## RECORDS PROVIDED

-*-*-

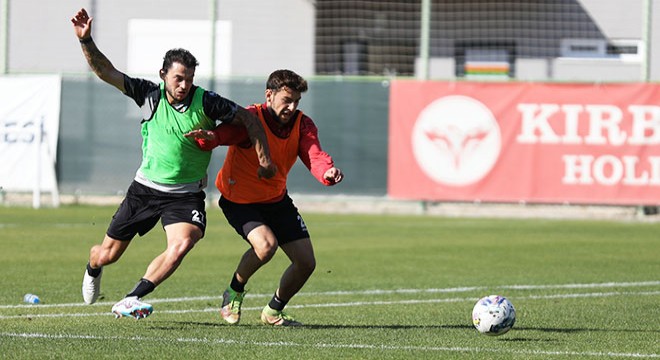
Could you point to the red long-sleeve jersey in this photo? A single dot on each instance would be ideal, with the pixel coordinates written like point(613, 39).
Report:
point(309, 149)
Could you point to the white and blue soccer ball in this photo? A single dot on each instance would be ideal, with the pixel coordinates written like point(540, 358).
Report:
point(493, 315)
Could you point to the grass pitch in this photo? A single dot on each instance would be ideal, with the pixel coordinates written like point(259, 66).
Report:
point(385, 287)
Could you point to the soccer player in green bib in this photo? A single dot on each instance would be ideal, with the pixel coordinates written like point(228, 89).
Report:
point(169, 185)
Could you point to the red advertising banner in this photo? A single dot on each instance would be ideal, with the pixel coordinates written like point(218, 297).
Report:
point(512, 142)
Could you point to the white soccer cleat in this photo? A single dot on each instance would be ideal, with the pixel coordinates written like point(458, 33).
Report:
point(133, 307)
point(91, 287)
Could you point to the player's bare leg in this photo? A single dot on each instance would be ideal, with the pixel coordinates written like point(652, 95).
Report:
point(303, 263)
point(108, 252)
point(181, 238)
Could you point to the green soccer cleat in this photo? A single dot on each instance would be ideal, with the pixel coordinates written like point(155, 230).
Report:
point(277, 318)
point(132, 307)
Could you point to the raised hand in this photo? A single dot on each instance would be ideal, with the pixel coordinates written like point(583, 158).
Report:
point(82, 24)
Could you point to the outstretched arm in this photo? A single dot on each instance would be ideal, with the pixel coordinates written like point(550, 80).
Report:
point(102, 67)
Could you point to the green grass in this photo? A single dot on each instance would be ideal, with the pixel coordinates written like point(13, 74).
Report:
point(386, 287)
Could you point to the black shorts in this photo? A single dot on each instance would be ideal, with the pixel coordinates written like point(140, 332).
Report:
point(143, 207)
point(282, 217)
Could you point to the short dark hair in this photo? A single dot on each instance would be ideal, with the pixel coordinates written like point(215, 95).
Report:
point(281, 78)
point(181, 56)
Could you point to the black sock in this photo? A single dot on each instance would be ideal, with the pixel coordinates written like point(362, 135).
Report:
point(276, 303)
point(93, 272)
point(236, 285)
point(142, 288)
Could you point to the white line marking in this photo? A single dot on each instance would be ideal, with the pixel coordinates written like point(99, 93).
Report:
point(346, 304)
point(223, 341)
point(367, 292)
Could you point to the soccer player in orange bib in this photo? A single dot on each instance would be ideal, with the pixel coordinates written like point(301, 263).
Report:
point(260, 210)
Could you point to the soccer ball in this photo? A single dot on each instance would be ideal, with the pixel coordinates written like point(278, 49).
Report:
point(493, 315)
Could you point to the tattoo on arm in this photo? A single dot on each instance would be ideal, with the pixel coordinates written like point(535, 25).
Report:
point(101, 66)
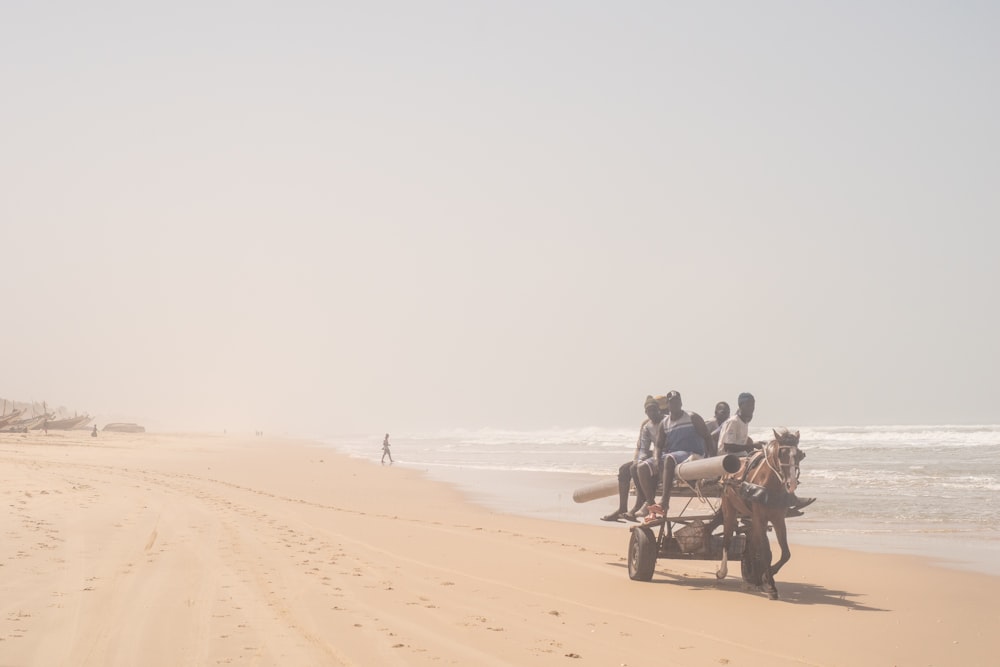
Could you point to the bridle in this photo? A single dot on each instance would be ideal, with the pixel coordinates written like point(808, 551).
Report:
point(787, 473)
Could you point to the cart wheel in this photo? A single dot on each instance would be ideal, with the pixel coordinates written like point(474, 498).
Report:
point(641, 554)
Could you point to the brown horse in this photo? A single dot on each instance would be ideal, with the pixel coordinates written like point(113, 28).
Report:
point(759, 491)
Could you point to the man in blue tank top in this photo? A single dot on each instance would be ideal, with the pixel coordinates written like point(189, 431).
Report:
point(681, 436)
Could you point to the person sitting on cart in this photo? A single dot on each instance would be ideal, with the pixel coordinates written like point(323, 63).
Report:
point(681, 436)
point(714, 425)
point(734, 433)
point(654, 407)
point(734, 438)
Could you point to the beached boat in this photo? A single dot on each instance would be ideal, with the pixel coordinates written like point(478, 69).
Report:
point(25, 425)
point(7, 419)
point(66, 424)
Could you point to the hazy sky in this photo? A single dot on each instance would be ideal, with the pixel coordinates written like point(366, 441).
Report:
point(404, 216)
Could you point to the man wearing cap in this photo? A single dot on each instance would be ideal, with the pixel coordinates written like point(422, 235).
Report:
point(654, 407)
point(680, 437)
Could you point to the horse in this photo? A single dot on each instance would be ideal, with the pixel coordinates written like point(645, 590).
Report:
point(759, 490)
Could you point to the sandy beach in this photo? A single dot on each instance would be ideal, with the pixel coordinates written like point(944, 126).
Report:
point(203, 550)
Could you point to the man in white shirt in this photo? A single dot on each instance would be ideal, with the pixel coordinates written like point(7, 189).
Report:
point(734, 435)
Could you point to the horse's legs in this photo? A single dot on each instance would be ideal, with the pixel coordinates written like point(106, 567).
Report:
point(728, 528)
point(760, 555)
point(781, 533)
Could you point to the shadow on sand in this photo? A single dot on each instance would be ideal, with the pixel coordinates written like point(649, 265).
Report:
point(790, 592)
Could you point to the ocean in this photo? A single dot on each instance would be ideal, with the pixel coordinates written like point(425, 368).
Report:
point(920, 490)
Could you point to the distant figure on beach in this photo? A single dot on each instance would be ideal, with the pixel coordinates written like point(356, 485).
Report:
point(654, 408)
point(385, 449)
point(714, 425)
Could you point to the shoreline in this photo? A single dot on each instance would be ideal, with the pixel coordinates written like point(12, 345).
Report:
point(168, 549)
point(544, 495)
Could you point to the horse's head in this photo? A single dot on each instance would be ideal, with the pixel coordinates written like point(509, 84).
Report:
point(786, 456)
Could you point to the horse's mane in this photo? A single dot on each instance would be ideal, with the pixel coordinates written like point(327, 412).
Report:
point(786, 437)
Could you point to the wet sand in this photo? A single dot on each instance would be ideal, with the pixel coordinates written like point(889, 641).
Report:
point(194, 549)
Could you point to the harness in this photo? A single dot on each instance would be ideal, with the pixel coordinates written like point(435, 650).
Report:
point(787, 473)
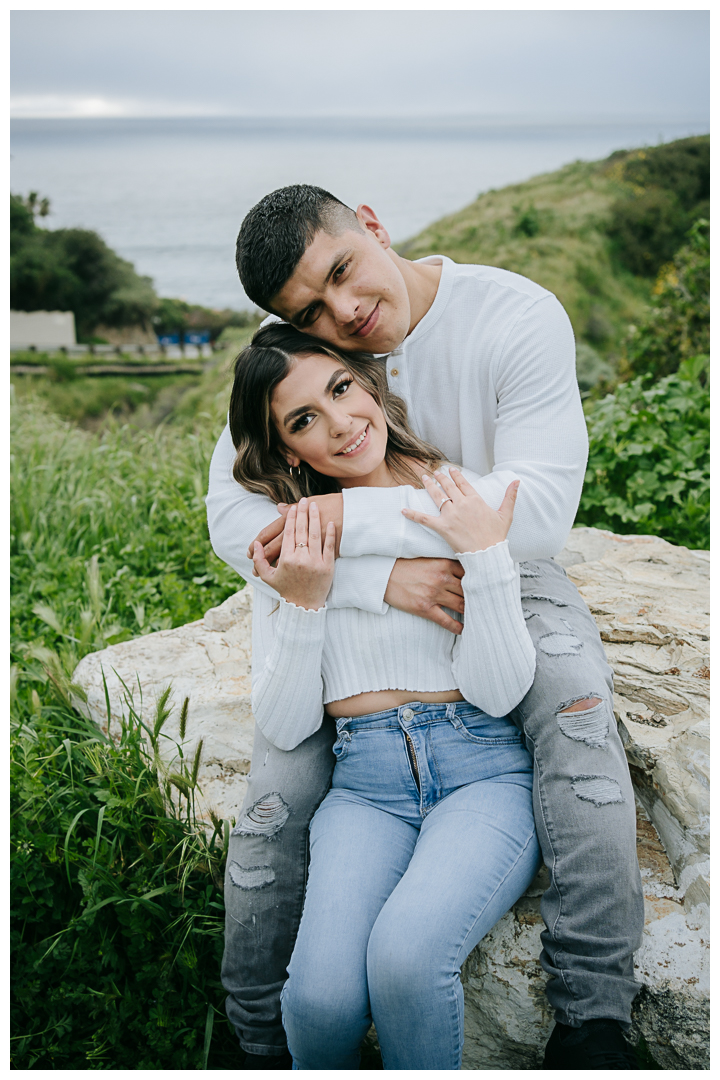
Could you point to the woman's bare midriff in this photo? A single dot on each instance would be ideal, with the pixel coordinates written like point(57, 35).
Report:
point(378, 701)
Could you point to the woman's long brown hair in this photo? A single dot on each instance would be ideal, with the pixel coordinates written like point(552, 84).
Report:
point(260, 463)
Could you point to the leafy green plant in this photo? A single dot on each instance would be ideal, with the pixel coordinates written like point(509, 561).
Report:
point(648, 470)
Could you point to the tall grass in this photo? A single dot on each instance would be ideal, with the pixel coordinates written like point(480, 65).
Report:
point(117, 904)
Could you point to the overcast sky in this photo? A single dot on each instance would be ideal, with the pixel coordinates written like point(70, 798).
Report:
point(551, 64)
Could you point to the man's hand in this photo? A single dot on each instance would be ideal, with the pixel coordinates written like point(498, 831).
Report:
point(271, 537)
point(424, 586)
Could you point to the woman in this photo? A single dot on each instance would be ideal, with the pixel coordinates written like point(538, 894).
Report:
point(426, 836)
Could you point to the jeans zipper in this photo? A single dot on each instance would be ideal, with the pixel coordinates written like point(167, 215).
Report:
point(413, 761)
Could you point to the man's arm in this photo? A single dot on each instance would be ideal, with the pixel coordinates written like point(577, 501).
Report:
point(540, 439)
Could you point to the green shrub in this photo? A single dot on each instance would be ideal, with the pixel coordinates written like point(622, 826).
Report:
point(678, 325)
point(648, 470)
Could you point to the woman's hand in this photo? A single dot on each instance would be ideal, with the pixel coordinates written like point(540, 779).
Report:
point(465, 521)
point(304, 569)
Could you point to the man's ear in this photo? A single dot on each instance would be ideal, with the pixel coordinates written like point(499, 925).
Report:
point(368, 217)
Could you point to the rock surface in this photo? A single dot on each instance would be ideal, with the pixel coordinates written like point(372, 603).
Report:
point(650, 601)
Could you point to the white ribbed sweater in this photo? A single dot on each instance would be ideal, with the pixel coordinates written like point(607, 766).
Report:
point(303, 659)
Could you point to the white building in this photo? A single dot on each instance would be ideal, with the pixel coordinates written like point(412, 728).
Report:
point(44, 329)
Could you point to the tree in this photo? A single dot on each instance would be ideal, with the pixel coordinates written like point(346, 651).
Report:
point(72, 270)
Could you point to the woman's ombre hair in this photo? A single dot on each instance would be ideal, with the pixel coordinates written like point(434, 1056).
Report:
point(260, 462)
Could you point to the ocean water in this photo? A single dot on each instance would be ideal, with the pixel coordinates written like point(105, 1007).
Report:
point(170, 194)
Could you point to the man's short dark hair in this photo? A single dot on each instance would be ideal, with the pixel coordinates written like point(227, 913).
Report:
point(275, 233)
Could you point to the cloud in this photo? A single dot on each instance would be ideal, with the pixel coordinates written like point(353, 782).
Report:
point(360, 63)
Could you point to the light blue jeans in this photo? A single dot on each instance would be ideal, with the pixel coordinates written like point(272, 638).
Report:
point(424, 840)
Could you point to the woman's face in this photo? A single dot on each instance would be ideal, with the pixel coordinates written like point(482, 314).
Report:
point(324, 418)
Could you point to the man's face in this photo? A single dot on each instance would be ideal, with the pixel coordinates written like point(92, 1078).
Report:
point(350, 292)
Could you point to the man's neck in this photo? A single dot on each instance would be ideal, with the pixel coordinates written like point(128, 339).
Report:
point(422, 281)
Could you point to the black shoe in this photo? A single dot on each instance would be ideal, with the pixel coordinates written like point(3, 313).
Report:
point(595, 1044)
point(283, 1061)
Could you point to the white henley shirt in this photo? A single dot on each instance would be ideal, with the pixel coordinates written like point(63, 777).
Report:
point(489, 377)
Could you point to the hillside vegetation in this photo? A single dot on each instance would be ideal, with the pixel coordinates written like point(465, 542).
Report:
point(589, 232)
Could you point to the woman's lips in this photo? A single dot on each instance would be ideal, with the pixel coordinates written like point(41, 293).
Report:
point(368, 326)
point(358, 449)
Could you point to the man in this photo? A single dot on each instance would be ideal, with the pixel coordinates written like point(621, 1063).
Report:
point(485, 360)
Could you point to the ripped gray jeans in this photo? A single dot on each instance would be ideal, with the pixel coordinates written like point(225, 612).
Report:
point(584, 812)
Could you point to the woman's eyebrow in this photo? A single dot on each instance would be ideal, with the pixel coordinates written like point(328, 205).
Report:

-*-*-

## YOUR TASK
Write out again everything from the beginning of the lines down to the line that contains "point(169, 185)", including that line, and leave the pictures out.

## OUTPUT OF THE TASK
Could you point to the red long-sleeve jersey in this photo? A single dot on each instance would be ideal, with the pixel coordinates written like point(613, 39).
Report:
point(309, 149)
Could you point to the white and blue soccer ball in this photo? A single dot on each instance would be ideal, with the pixel coordinates written like point(540, 358).
Report:
point(493, 315)
Could you point to the grass pitch in this photo? A single dot on each instance would be ideal, with the pixel coordinates written like point(259, 66).
Report:
point(385, 287)
Could you point to the soccer player in green bib in this photo? A single dot on each instance would be ideal, with the pixel coordinates written like point(228, 89).
Report:
point(169, 185)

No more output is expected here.